[Data excerpts]

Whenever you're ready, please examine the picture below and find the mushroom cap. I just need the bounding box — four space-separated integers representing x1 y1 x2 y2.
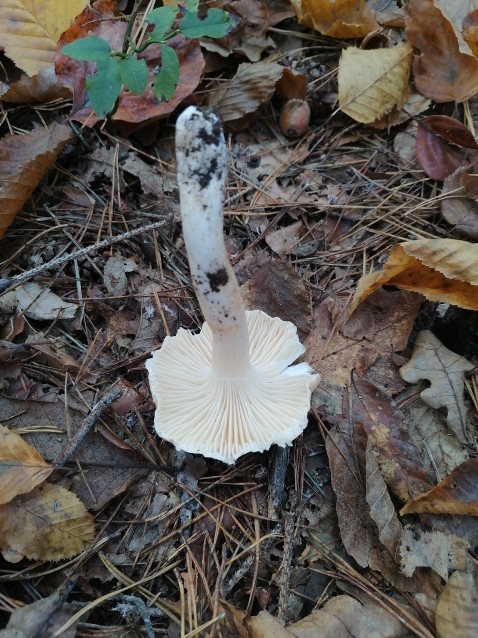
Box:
146 310 319 464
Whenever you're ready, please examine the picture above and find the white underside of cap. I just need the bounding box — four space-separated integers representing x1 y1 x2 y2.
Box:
146 310 319 464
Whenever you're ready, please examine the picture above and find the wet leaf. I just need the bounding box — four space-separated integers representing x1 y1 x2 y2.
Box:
0 0 88 76
406 0 478 102
210 61 284 121
420 115 478 149
0 424 52 506
289 0 378 38
338 43 413 124
400 458 478 516
0 483 94 562
400 331 474 443
350 239 478 313
435 570 478 638
0 123 73 239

■ **Exercise goal**: Leave out every line before the one containing "find the wet". Transcribe that line and all lines after it through the end of the data above, exactly.

■ **Exercise solution**:
Whenever you're ready, please examine the picture above and find the wet leaf. I just need the bounding box — four space-separated integers representing x1 y1 x2 y2.
Box:
0 0 88 76
406 0 478 102
210 61 284 121
420 115 478 149
0 424 52 506
289 0 378 38
338 43 413 124
400 458 478 516
0 483 94 562
400 331 474 443
350 239 478 313
435 570 478 638
0 123 73 239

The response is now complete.